# [OBJECTIVE]
Turn every line of the listing below into a numbered list, skipping any blank lines. Leave the pictures out of your answer.

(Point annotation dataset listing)
>>>>>

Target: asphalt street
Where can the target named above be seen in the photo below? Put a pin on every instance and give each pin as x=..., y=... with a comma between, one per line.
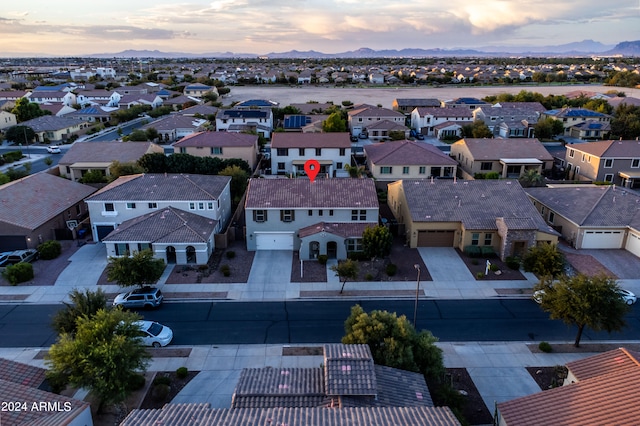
x=206, y=323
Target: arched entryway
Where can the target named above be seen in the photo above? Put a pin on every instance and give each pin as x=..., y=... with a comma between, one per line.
x=171, y=255
x=314, y=249
x=332, y=250
x=191, y=254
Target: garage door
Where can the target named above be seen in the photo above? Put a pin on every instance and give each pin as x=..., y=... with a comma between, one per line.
x=435, y=238
x=602, y=239
x=633, y=244
x=274, y=240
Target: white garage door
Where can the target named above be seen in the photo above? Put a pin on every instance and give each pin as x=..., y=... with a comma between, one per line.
x=274, y=240
x=633, y=244
x=602, y=239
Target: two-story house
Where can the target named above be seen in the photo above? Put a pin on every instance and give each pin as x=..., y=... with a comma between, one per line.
x=510, y=158
x=362, y=116
x=605, y=161
x=327, y=216
x=174, y=215
x=223, y=145
x=391, y=161
x=239, y=120
x=289, y=152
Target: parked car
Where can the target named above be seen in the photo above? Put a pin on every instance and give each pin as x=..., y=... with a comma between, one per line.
x=145, y=298
x=154, y=334
x=17, y=256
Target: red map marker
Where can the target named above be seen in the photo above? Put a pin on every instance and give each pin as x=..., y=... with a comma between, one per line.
x=312, y=167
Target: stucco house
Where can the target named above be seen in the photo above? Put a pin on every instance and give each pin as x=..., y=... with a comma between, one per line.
x=37, y=208
x=391, y=161
x=327, y=216
x=590, y=216
x=83, y=157
x=510, y=158
x=289, y=152
x=223, y=145
x=606, y=161
x=451, y=213
x=174, y=215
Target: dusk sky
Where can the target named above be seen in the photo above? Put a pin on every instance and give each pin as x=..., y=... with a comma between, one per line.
x=71, y=27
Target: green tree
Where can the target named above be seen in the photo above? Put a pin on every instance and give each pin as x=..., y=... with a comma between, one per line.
x=345, y=270
x=584, y=301
x=544, y=260
x=394, y=342
x=83, y=304
x=141, y=269
x=377, y=241
x=103, y=356
x=334, y=123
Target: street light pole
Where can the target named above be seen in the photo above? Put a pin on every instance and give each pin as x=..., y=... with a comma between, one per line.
x=415, y=308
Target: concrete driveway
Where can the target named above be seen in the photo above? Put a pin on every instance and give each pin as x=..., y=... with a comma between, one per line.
x=444, y=264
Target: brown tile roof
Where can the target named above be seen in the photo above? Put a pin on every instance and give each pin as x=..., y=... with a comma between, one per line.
x=494, y=149
x=301, y=193
x=217, y=139
x=168, y=225
x=32, y=201
x=406, y=152
x=159, y=187
x=310, y=140
x=475, y=203
x=107, y=152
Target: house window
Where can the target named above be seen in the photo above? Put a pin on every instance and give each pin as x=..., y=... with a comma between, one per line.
x=358, y=215
x=259, y=215
x=353, y=244
x=287, y=215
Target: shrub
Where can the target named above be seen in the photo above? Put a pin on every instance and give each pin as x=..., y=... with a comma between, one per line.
x=545, y=347
x=391, y=269
x=136, y=382
x=49, y=249
x=18, y=273
x=182, y=372
x=226, y=270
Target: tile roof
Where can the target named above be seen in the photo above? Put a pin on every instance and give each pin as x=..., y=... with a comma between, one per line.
x=163, y=187
x=344, y=230
x=107, y=152
x=301, y=193
x=33, y=200
x=495, y=149
x=591, y=205
x=407, y=153
x=202, y=414
x=475, y=203
x=218, y=139
x=310, y=140
x=168, y=225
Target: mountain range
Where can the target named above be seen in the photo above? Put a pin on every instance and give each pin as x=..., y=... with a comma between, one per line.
x=583, y=48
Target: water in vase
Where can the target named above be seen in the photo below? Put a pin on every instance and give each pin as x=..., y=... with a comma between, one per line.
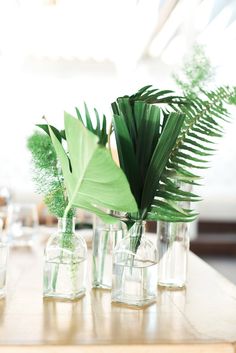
x=134, y=283
x=65, y=279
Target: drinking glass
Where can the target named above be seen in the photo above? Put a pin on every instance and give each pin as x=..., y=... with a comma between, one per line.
x=22, y=224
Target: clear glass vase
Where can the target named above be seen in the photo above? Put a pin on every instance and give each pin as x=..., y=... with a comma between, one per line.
x=105, y=238
x=173, y=248
x=135, y=269
x=65, y=263
x=3, y=268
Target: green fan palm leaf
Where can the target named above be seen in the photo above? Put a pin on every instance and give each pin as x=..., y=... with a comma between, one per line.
x=162, y=140
x=93, y=181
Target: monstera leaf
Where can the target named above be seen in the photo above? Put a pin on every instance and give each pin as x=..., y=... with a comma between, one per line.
x=93, y=181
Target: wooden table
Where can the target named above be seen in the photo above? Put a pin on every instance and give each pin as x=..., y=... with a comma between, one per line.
x=201, y=318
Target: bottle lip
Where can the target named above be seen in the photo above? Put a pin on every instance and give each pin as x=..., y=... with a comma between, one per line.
x=65, y=218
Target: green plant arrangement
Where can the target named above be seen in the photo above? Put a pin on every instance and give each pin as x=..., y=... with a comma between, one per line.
x=161, y=138
x=178, y=135
x=78, y=159
x=47, y=175
x=196, y=72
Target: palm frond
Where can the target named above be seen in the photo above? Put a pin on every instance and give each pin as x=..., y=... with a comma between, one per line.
x=161, y=138
x=99, y=130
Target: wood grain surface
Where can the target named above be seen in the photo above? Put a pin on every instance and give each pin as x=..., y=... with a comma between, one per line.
x=200, y=318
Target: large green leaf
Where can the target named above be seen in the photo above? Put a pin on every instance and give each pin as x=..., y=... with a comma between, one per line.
x=94, y=182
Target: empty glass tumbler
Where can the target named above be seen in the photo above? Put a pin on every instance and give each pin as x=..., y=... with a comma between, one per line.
x=173, y=248
x=65, y=263
x=3, y=268
x=135, y=269
x=105, y=238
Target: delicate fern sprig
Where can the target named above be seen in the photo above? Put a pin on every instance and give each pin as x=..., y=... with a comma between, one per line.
x=47, y=175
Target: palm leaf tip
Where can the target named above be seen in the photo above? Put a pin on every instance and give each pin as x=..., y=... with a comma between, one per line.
x=95, y=182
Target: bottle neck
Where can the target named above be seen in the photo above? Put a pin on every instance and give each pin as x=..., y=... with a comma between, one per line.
x=66, y=225
x=138, y=229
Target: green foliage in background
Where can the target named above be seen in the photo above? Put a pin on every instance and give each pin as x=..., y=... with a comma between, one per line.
x=47, y=175
x=100, y=130
x=195, y=73
x=161, y=139
x=93, y=181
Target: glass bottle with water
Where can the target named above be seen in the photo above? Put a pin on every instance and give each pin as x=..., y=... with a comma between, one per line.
x=173, y=247
x=105, y=238
x=135, y=269
x=65, y=263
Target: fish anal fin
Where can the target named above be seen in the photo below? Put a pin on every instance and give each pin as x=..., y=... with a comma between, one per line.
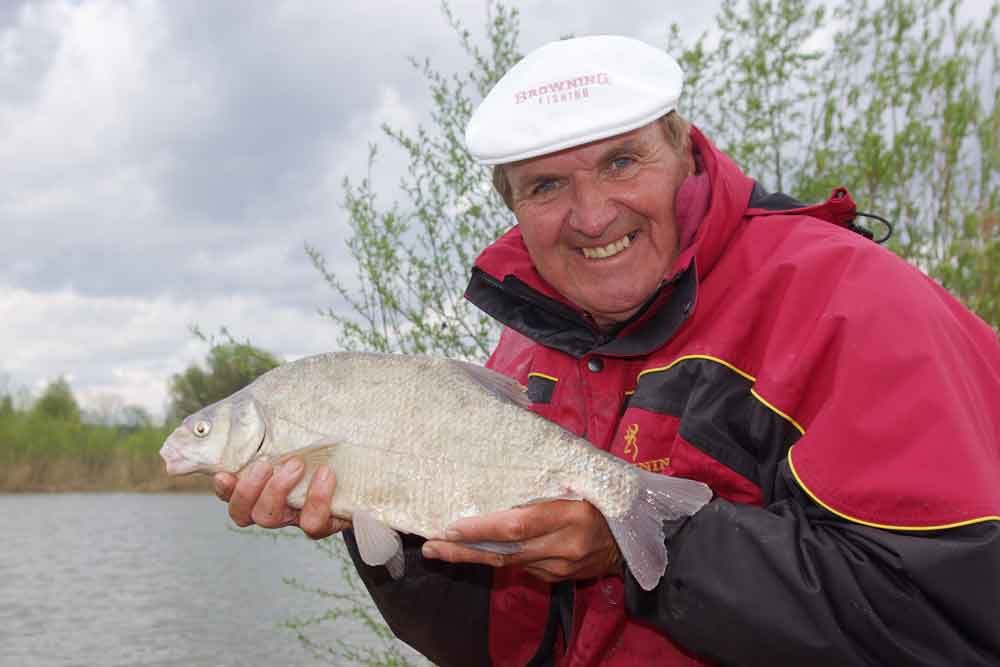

<<<<<

# [RESULT OF THIS EXERCISE]
1. Target: asphalt street
2. Where can the target named above be seen in the photo below? Put a pin on every instance and give each pin as x=..., y=... with a comma between, one per line.
3. x=206, y=323
4. Target: arched entryway
5. Where can the target named above be seen in the photo above? Put a pin on every instance and give each pin as x=..., y=... with a comma between, one per line.
6. x=171, y=255
7. x=314, y=249
8. x=332, y=250
9. x=191, y=254
10. Target: garage door
11. Where can the target named above be seen in the photo above? Put a pin on every instance and give each pin as x=..., y=... with a comma between, one per line.
12. x=435, y=238
13. x=602, y=239
14. x=633, y=244
15. x=274, y=240
16. Target: white garage door
17. Where can the target named above be seen in the photo above? Put a pin on every instance and give each pin as x=..., y=... with a comma between, one per line.
18. x=274, y=240
19. x=633, y=244
20. x=602, y=239
21. Target: two-story house
22. Where can the target named above be seen in the photo above? Put a pin on every instance and give each pin as x=..., y=... with a comma between, one per line.
23. x=510, y=158
24. x=362, y=116
25. x=605, y=161
26. x=327, y=216
27. x=174, y=215
28. x=223, y=145
29. x=391, y=161
30. x=239, y=120
31. x=289, y=152
32. Target: parked car
33. Where can the target named above be seen in the photo above? Put a pin on every instance and give each pin as x=..., y=... with a comma between, one per line.
34. x=145, y=298
35. x=154, y=334
36. x=17, y=256
37. Target: red map marker
38. Where can the target named above be seen in the photo above? Put a pin on every instance and give each pin as x=..., y=... with a comma between, one per line.
39. x=312, y=167
40. Target: stucco house
41. Where can the target named above be seen in the photo above? Put a pin on every instance and give each pin as x=..., y=... with a comma between, one per line.
42. x=37, y=208
43. x=391, y=161
44. x=327, y=216
45. x=590, y=216
46. x=83, y=157
47. x=510, y=158
48. x=289, y=152
49. x=223, y=145
50. x=606, y=161
51. x=451, y=213
52. x=174, y=215
53. Target: dusk sky
54. Where can the target named above be seen in the photo above? Put a pin on every instance and give each pin as x=..., y=... with a comma between, one per line.
55. x=71, y=27
56. Target: green tree
57. Where can the target named above be seen in the photo above? Put a pin on every instance and give each pin as x=..., y=... with a comma between, one per line.
58. x=345, y=270
59. x=584, y=301
60. x=544, y=260
61. x=394, y=342
62. x=83, y=304
63. x=141, y=269
64. x=377, y=241
65. x=103, y=356
66. x=334, y=123
67. Target: street light pole
68. Where can the target named above be seen in the photo above? Put a pin on every instance and give each pin as x=..., y=... with a comma between, one per line.
69. x=415, y=308
70. Target: concrete driveway
71. Where can the target named above be seen in the photo above? Put a pin on every instance and give each pin as x=..., y=... with a comma between, one per line.
72. x=444, y=264
73. Target: brown tile roof
74. Where can the target named above be seen in the photo above? Put a pin on every instance and give each pin as x=..., y=... with a comma between, one per line.
75. x=494, y=149
76. x=301, y=193
77. x=217, y=139
78. x=168, y=225
79. x=32, y=201
80. x=406, y=152
81. x=159, y=187
82. x=310, y=140
83. x=475, y=203
84. x=107, y=152
85. Target: house window
86. Where can the target named above be seen in the photo above? Put a pin on every instance and give each pin as x=..., y=... with a comma between, one per line.
87. x=358, y=215
88. x=259, y=215
89. x=353, y=244
90. x=287, y=215
91. Target: shrub
92. Where can the target named above be seen in the photo above? Put a pin on every instance and give each pin as x=..., y=... with a comma between, one per line.
93. x=545, y=347
94. x=391, y=269
95. x=136, y=382
96. x=49, y=249
97. x=18, y=273
98. x=182, y=372
99. x=226, y=270
100. Target: tile roof
101. Where can the target named above be seen in the photo above? Put a pin on every instance and give each pin as x=..., y=... with a comma between, one per line.
102. x=163, y=187
103. x=344, y=230
104. x=107, y=152
105. x=301, y=193
106. x=33, y=200
107. x=495, y=149
108. x=591, y=205
109. x=407, y=153
110. x=202, y=414
111. x=475, y=203
112. x=218, y=139
113. x=310, y=140
114. x=168, y=225
115. Target: mountain range
116. Where can the target named above be seen in the photo above? Put a pin on every instance and give each pin as x=..., y=... with a comma between, one per line.
117. x=583, y=48
118. Target: water in vase
119. Where can the target named above be seen in the photo below? Put a pin on every instance and give each pin as x=..., y=... with a comma between, one per line.
120. x=134, y=283
121. x=65, y=279
122. Target: drinking glass
123. Where can the target named above be seen in the photo above? Put a pin on every instance and give each pin as x=..., y=... with a comma between, one per line.
124. x=22, y=224
125. Target: clear glass vase
126. Where can the target named above be seen in the photo above? Put a pin on every instance and give each pin as x=..., y=... with a comma between, one per line.
127. x=105, y=238
128. x=173, y=248
129. x=135, y=269
130. x=65, y=263
131. x=3, y=268
132. Target: green fan palm leaf
133. Where can the target named above be seen in the photo above? Put a pin on every instance and give each pin as x=..., y=... with a comma between, one per line.
134. x=162, y=140
135. x=93, y=181
136. Target: monstera leaf
137. Where can the target named above be seen in the photo above? Put a pin on every instance and give each pin as x=..., y=... with a comma between, one per line.
138. x=93, y=181
139. Target: wooden table
140. Where can the target named above be seen in the photo above? Put a pin on every instance and give each pin as x=..., y=... with a comma between, one per line.
141. x=201, y=318
142. Target: bottle lip
143. Where can the target named above be seen in the photo above? Put a pin on every instance and give each pin as x=..., y=... with a comma between, one per line.
144. x=65, y=218
145. Target: green plant arrangement
146. Where can the target named above be seen in the photo above? Put a pin on every instance and give each pin as x=..., y=... with a comma between, one per line.
147. x=161, y=138
148. x=178, y=135
149. x=78, y=159
150. x=47, y=175
151. x=196, y=72
152. Target: palm frond
153. Where can the target named above be seen in the photo above? Put a pin on every instance and give each pin as x=..., y=... with a comma between, one per line.
154. x=161, y=138
155. x=99, y=130
156. Target: wood grain surface
157. Where can the target named above be seen in the photo above? Put a pin on every instance and give each pin as x=..., y=... with a comma between, one per line.
158. x=200, y=318
159. Target: large green leaf
160. Where can the target named above be seen in the photo above? Put a pin on every instance and give each pin as x=..., y=... with a comma between, one per line.
161. x=94, y=182
162. Target: empty glass tumbler
163. Where can the target named above be seen in the photo above? Put a pin on every instance and give each pin as x=..., y=... with a comma between, one per line.
164. x=173, y=248
165. x=65, y=263
166. x=3, y=268
167. x=135, y=269
168. x=105, y=238
169. Target: delicate fern sprig
170. Where can the target named above be seen in the photo above? Put a pin on every instance and give each pin as x=..., y=... with a comma between, one per line.
171. x=47, y=175
172. Target: palm leaf tip
173. Where can the target named above be seen in the photo above? Put a pin on every instance and give each pin as x=..., y=... with a comma between, one per line.
174. x=95, y=182
175. Target: bottle neck
176. Where can the target named above be seen in the photo above? Put a pin on every instance and give each pin as x=..., y=... with a comma between, one per line.
177. x=66, y=225
178. x=138, y=229
179. Target: green foliage in background
180. Where can the target named above be seen in the photo above? Put a pin on every instance and give each pin as x=..., y=... with a comma between, one per line.
181. x=47, y=175
182. x=100, y=130
183. x=195, y=73
184. x=161, y=139
185. x=93, y=181
186. Target: glass bottle with water
187. Where can the target named above be seen in the photo above? Put a pin on every instance and give each pin as x=..., y=... with a comma between, one per line.
188. x=173, y=247
189. x=105, y=238
190. x=135, y=269
191. x=65, y=263
192. Target: fish anal fin
193. Where can the target named above be seen in the photo below? Put a pin on every instance and give each pin as x=..., y=... with a comma between, one per line.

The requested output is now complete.